§ **Selected extract**:

H2OWorld - Building Machine Learning Applications with Sparkling Water

Requirements

Provided on USB

Machine Learning Workflow

Goal: For a given text message, identify if it is spam or not.

  1. Extract data
  2. Transform & tokenize messages
  3. Build Spark's Tf-IDF model and expand messages to feature vectors
  4. Create and evaluate H2O's Deep Learning model
  5. Use the models to detect spam messages

Prepare environment

  1. Run Sparkling shell with an embedded Spark cluster:

    cd "path/to/sparkling/water"
    export SPARK_HOME="/path/to/spark/installation"
    export MASTER="local-cluster[3,2,4096]"
    bin/sparkling-shell --conf spark.executor.memory=2G
    

    Note: To avoid flooding output with Spark INFO messages, I recommend editing your $SPARK_HOME/conf/log4j.properties and configuring the log level to WARN.

  2. Open Spark UI: Go to http://localhost:4040/ to see the Spark status.

  3. Prepare the environment:

    // Input data
    val DATAFILE="../data/smsData.txt"
    // Common imports from H2O and Sparks
    import _root_.hex.deeplearning.{DeepLearningModel, DeepLearning}
    import _root_.hex.deeplearning.DeepLearningParameters
    import org.apache.spark.examples.h2o.DemoUtils._
    import org.apache.spark.h2o._
    import org.apache.spark.mllib
    import org.apache.spark.mllib.feature.{IDFModel, IDF, HashingTF}
    import org.apache.spark.rdd.RDD
    import water.Key
    
  4. Define the representation of the training message:

    // Representation of a training message
    case class SMS(target: String, fv: mllib.linalg.Vector)
    
  5. Define the data loader and parser:

    def load(dataFile: String): RDD[Array[String]] = {
     // Load file into memory, split on TABs and filter all empty lines
     sc.textFile(dataFile).map(l => l.split("\t")).filter(r => !r(0).isEmpty)
    }
    
  6. Define the input messages tokenizer:

    // Tokenizer
    // For each sentence in input RDD it provides array of string representing individual interesting words in the sentence
    def tokenize(dataRDD: RDD[String]): RDD[Seq[String]] = {
     // Ignore all useless words
     val ignoredWords = Seq("the", "a", "", "in", "on", "at", "as", "not", "for")
     // Ignore all useless characters
     val ignoredChars = Seq(',', ':', ';', '/', '<', '>', '"', '.', '(', ')', '?', '-', '\'','!','0', '1')
    
     // Invoke RDD API and transform input data
     val textsRDD = dataRDD.map( r => {
       // Get rid of all useless characters
       var smsText = r.toLowerCase
       for( c <- ignoredChars) {
         smsText = smsText.replace(c, ' ')

§ **Listed records**:
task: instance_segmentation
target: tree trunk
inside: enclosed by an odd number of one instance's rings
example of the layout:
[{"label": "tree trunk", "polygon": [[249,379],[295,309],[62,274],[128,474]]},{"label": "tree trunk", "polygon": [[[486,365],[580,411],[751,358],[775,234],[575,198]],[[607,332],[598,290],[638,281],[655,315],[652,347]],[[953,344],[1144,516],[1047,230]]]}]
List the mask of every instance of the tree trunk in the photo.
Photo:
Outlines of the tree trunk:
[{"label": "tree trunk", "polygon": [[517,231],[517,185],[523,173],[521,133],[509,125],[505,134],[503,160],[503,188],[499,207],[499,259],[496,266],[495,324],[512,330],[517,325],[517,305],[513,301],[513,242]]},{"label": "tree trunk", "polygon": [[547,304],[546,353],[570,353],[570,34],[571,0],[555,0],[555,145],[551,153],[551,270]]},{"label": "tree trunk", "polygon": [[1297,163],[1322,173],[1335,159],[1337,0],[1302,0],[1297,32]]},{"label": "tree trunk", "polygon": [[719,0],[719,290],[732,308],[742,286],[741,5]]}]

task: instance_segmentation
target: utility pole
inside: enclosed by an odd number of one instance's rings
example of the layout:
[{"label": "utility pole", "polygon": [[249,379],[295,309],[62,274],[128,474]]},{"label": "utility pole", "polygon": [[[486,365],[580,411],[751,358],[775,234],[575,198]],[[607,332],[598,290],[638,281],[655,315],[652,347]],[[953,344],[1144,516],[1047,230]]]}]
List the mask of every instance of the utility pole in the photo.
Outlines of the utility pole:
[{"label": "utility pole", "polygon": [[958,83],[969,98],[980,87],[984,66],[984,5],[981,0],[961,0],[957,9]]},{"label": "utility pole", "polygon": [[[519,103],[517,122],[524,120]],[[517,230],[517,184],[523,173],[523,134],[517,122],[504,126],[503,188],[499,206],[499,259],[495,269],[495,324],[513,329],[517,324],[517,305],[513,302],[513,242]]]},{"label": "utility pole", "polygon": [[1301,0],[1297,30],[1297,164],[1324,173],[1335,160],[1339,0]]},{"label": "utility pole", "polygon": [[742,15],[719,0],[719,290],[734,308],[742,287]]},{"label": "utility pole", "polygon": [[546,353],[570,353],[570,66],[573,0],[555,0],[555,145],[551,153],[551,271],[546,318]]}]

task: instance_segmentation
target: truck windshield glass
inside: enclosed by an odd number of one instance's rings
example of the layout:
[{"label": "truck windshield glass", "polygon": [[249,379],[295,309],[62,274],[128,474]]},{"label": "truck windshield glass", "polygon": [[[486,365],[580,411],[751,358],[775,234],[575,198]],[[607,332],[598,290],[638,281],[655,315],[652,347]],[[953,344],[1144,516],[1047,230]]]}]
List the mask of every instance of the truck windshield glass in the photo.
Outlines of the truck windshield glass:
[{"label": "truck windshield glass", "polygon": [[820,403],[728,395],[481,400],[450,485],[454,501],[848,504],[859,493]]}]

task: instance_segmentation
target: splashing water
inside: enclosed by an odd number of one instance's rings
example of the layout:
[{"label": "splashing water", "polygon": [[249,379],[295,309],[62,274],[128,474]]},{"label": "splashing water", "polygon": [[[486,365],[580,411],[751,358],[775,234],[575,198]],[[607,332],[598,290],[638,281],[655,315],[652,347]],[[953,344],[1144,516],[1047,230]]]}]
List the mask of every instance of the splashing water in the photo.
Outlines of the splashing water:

§ **Work instructions**:
**A)** In the Sparkling Water tutorial, what log level does the note recommend setting in log4j.properties?
**B)** List the steps of the machine learning workflow in the Sparkling Water tutorial.
**C)** Reproduce the Sparkling Water tutorial from "Prepare environment" up to and including "the Spark status.".

§ **Responses to the exercise**:
**A)** WARN

**B)**
1. Extract data
2. Transform & tokenize messages
3. Build Spark's Tf-IDF model and expand messages to feature vectors
4. Create and evaluate H2O's Deep Learning model
5. Use the models to detect spam messages

**C)**
Prepare environment

  1. Run Sparkling shell with an embedded Spark cluster:

    cd "path/to/sparkling/water"
    export SPARK_HOME="/path/to/spark/installation"
    export MASTER="local-cluster[3,2,4096]"
    bin/sparkling-shell --conf spark.executor.memory=2G
    

    Note: To avoid flooding output with Spark INFO messages, I recommend editing your $SPARK_HOME/conf/log4j.properties and configuring the log level to WARN.

  2. Open Spark UI: Go to http://localhost:4040/ to see the Spark status.